Questões sobre o fim de vida
Se os pacientes tiverem tumor incurável, deve-se discutir as questões relacionadas com o final da vida e considerar consulta de cuidados paliativos.
Radioterapia e neurotoxicidade craniana
A radioterapia pode ser dirigida difusamente para toda a cabeça nos tumores difusos ou multicêntricos, ou localmente nos tumores bem demarcados.
Radioterapia cerebral localizada pode ter boa definição espacial, identificando o tumor com o objetivo de preservar o tecido cerebral normal, ou estereotáxica, com braquiterapia, bisturi gama ou acelerador linear. Na braquiterapia, iodo estável radioativo (125I3) ou irídio-192 (192Ir4) é implantado no tumor ou adjacências. Gliomas são tratados com radioterapia conformal; a gamma knife ou acelerador linear é útil para metástases. A administração diária de radioterapia tende a maximizar a eficácia e minimizar os danos por neurotoxicidade no tecido normal do sistema nervoso central ( Síndromes de radiação aguda (SRA)).

################

◆ O que fazer:
Segundo o trecho sobre radioterapia, com que tipo de radioterapia se tratam os gliomas? As entradas a seguir são um material independente do trecho.

◆ Conjunto de dados:
################

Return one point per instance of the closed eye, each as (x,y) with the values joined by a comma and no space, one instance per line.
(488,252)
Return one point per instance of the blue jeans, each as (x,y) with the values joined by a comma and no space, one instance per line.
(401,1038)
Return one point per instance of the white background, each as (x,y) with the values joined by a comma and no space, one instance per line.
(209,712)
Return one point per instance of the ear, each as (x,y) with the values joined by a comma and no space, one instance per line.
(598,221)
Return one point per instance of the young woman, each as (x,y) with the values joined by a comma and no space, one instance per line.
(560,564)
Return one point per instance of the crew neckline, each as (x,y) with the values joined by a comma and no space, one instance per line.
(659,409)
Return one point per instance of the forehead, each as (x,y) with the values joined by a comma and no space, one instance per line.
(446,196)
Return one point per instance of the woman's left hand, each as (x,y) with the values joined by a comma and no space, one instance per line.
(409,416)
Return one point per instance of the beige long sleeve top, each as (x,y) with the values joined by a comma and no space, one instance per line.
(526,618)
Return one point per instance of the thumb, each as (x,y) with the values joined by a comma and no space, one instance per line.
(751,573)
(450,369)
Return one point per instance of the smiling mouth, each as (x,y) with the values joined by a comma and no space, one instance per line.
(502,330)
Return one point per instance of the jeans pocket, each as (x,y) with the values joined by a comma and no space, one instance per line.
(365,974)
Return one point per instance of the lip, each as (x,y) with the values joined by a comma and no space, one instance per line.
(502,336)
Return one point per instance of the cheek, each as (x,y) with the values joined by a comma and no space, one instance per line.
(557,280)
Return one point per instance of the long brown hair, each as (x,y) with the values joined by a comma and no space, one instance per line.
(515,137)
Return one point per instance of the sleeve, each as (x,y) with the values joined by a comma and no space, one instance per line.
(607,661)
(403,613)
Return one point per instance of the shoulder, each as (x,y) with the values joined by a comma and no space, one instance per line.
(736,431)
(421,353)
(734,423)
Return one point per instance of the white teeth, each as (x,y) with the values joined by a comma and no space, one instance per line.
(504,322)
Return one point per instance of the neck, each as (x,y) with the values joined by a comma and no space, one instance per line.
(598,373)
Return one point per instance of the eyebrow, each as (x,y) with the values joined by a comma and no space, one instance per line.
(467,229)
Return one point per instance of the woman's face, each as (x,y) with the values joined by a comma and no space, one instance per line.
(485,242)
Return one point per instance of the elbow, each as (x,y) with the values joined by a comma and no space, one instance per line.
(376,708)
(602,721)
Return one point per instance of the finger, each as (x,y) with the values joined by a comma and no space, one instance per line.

################

◆ Solução:
Com radioterapia conformal.